start

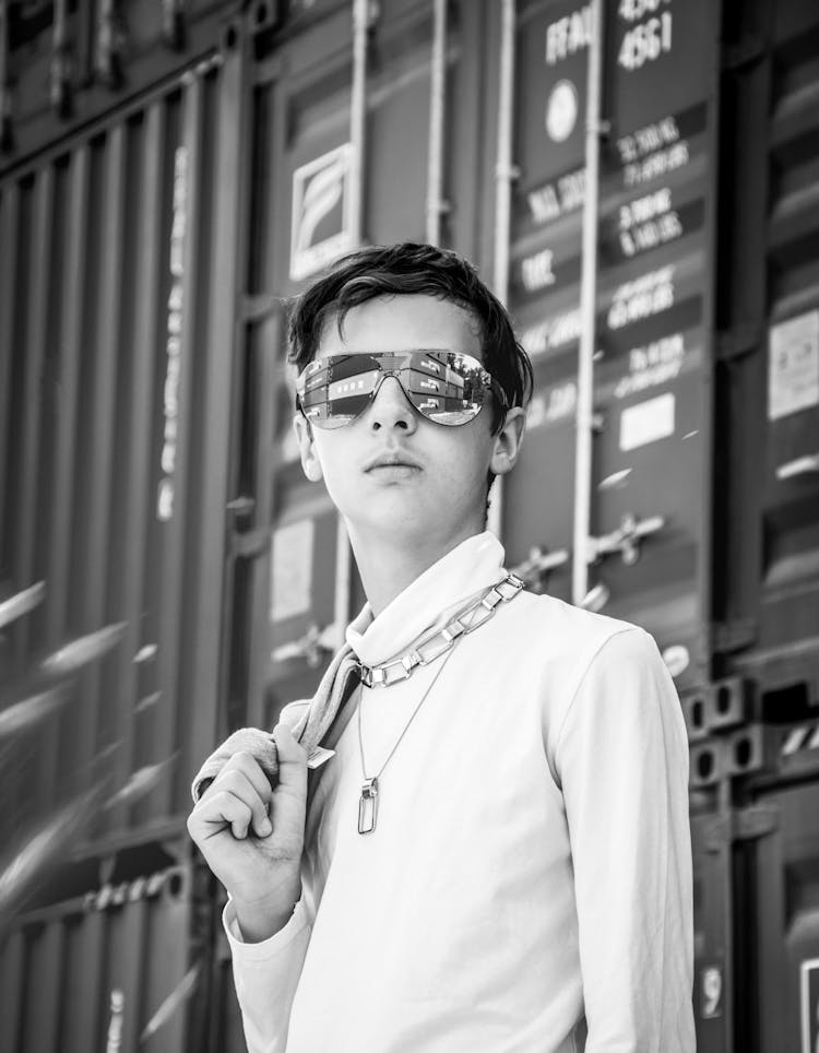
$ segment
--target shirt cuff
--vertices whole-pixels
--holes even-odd
[[[222,912],[222,924],[230,945],[230,953],[236,960],[240,961],[266,961],[269,958],[276,957],[289,947],[299,933],[309,927],[304,901],[300,899],[296,903],[287,924],[280,928],[277,933],[273,933],[272,936],[256,944],[248,944],[241,938],[236,908],[230,899],[228,899]]]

end

▶ [Task statement]: Reproduce the listing above verbatim, line by line, but omit the picture from your copy.

▶ [Exercise result]:
$ segment
--target shirt cuff
--vertices whole-pixels
--holes even-odd
[[[222,912],[222,924],[230,945],[230,953],[236,960],[240,961],[266,961],[269,958],[276,957],[289,947],[299,933],[309,927],[304,901],[300,899],[296,903],[287,924],[280,928],[277,933],[273,933],[272,936],[256,944],[248,944],[241,938],[236,908],[230,899],[228,899]]]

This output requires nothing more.